(Work order 1)
List every software product or library named in the open-source discussion below, excluding programming languages.
---------- Page extract
Economically, open-source projects are just startups where the monetary cost of use is zero. That doesn't mean that the total cost of use is zero, and as you're evaluating potential products, you need to be careful to figure in time expenditure spent debugging as a cost. But you are incredibly naive if you believe that just because you are paying a million dollars for a piece of software, you will spend less time debugging and integrating it than a well-used piece of open-source software. Hell, I once was the college intern writing that million-dollar piece of software. All it takes to sell something is chutzpah.


   People who find that an open-source program creates more hassles than it 
   solves don't use it. Folks who blog about their hassles induce other people 
   not to use it.

Would that it were so, but people still use mongo. You seem to be positing perfect knowledge, whereas crummy software seems to creep in places either because of marketing or because it's the default in some system.

Docker, btw, is awesome. You can use it to replace virtualenv (which only handles python libs) and system lib isolation in a much more scriptable, more robustly deployable fashion. So you can take python projects developed at different times that use different revs of packages (and those packages can require different libs) and make deploying them way better. Try it, it's just awesome.


The same problems with imperfect knowledge exist with closed-source software too, but they're worse because you can't examine the source yourself and the vendor often has an incentive not to let flaws come to light.


> People who find that an open-source program creates more hassles than it solves don't use it.

But bad open-source software can live on to upset the productive lives of others forever, as the distribution cost is essentially free. With bad closed-source software, if the producer goes out of business (without a buyer), typically it becomes unavailable.


This is both a feature and a bug. It is definitely caveat emptor; you should do your diligence before pulling in any piece of third-party software. However, there are many, many critical systems that incorporate unmaintained open-source libraries. libxml, for example, gets a bugfix release about every year, while TeX has been asymptotically approaching version pi since 1989. That's fine; those libraries are stable, they do what they do, and I'd much rather have them available than have them disappear like closed-source alternatives.


This mirrors my experience as well. Mature well known open source is usually excellent quality. Many of the more "modern" packages are often a lot more hassle.


You can't misuse closed source APIs? How would you know something is O(n) without seeing the source code?


I wondered the same thing too. I think the answer is here:

> people using closed source will start delivering faster and faster as they effectively partition the review/quality question to the person selling them the software

I guess the theory is that if you have a customer/vendor, contractual relationship, then you can task the closed-source vendor to describe, fix, or alter their API.

But my (albeit limited) experience is that the customer is not always right; sometimes the vendor just says "that's the way it is" and you're stuck either living with it or porting to a different company/technology. Conversely, it's often possible to hire a vendor or consultant to provide expertise and support for some aspect of an open-source stack. And because it's open-source, if you don't like your consultant you can go find another one without having to change your technology.

In short, I think the speed of innovation thing might have more to do with internal teams trying to manage too much diversity of technology, than with some inherent shortcoming of open source.


>What this means in practice is that companies that use open source extensively in their operation, become slower and slower to innovate as they are carrying the weight of a thousand different systems of checks on code quality and robustness, which people using closed source will start delivering faster and faster as they effectively partition the review/quality question to the person selling them the software and they focus on their product innovation.
--------------------
---------- Data for analysis
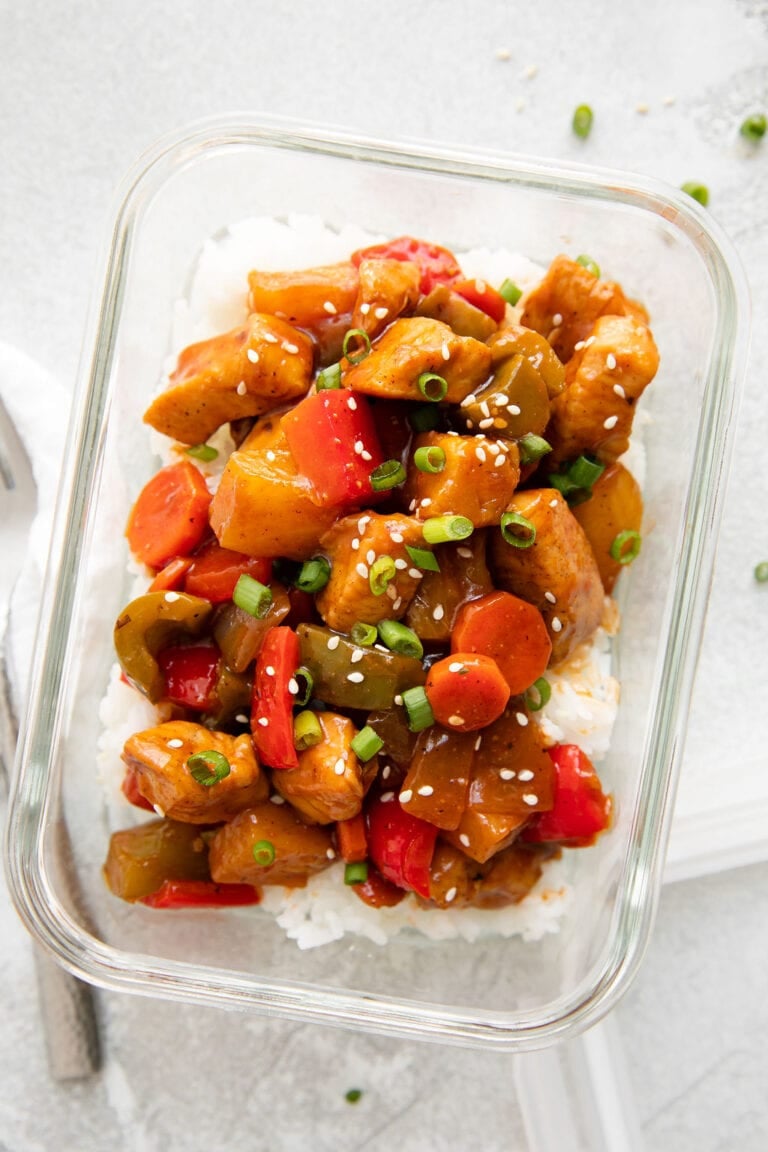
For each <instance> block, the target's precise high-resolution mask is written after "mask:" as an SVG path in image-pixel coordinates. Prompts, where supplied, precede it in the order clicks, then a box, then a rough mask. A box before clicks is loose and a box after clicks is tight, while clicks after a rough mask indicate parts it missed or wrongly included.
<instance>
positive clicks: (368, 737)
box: [350, 725, 383, 764]
mask: <svg viewBox="0 0 768 1152" xmlns="http://www.w3.org/2000/svg"><path fill="white" fill-rule="evenodd" d="M350 746H351V749H352V751H353V752H355V756H356V757H357V758H358V760H362V761H363V764H366V763H367V761H368V760H371V759H373V757H374V756H375V755H377V752H380V751H381V749H382V748H383V740H382V738H381V736H379V735H378V733H375V732H374V730H373V728H371V727H370V726H368V725H366V726H365V728H360V730H359V732H358V734H357V736H353V737H352V741H351V743H350Z"/></svg>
--------------------
(Work order 2)
Identify each line in the rows above that contains the word "clicks", and copy those lines.

(Written solution 1)
mongo, Docker, virtualenv, libxml, TeX

(Written solution 2)
For each <instance> block, the target's precise high-resolution mask is written after "mask:" as an SVG path in image-pixel coordinates. Prompts, where supplied, precede it in the order clicks, then a box, then a rough mask. A box before clicks is loose and a box after clicks is tight, while clicks after a rough mask indicate parts it missed or wrongly included.
positive clicks: (368, 737)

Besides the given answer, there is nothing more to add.